→ EXERCISE INSTRUCTIONS
Can you output the rows word for word, starting at the line that contains "this sample: (241,307)." and stopping after the last line of the rows?

──────

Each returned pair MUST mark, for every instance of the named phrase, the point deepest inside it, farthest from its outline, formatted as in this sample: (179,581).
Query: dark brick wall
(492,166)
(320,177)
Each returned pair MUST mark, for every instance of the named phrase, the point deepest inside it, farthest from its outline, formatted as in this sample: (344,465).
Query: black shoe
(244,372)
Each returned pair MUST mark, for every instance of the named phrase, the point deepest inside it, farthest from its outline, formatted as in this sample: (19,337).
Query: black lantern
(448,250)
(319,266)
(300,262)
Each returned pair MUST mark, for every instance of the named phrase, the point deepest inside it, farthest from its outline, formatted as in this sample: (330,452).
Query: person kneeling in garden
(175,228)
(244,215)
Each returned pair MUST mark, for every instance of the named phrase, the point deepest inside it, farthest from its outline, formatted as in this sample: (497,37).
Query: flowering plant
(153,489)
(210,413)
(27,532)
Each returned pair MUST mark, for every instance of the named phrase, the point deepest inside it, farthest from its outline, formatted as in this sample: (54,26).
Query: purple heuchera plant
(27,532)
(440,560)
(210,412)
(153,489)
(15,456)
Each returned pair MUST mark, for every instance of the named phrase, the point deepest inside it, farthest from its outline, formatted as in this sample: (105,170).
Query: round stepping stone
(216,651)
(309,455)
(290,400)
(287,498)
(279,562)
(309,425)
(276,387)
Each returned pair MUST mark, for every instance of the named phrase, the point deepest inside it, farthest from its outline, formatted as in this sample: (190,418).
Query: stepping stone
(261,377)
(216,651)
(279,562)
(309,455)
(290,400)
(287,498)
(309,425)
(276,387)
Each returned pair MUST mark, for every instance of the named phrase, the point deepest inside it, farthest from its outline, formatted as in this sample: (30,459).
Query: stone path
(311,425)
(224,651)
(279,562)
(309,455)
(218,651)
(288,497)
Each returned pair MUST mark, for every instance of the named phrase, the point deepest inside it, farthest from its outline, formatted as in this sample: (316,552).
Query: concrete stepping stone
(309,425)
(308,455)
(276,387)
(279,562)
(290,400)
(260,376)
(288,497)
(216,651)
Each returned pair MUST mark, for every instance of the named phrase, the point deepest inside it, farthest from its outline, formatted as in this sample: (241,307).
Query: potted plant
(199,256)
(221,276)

──────

→ ANSWER BELOW
Each returned pair MUST mark, for every instance of the named phrase, the point deepest inside it, farthest from its outline, formatted as in this sample: (241,307).
Query: potted plant
(199,256)
(221,276)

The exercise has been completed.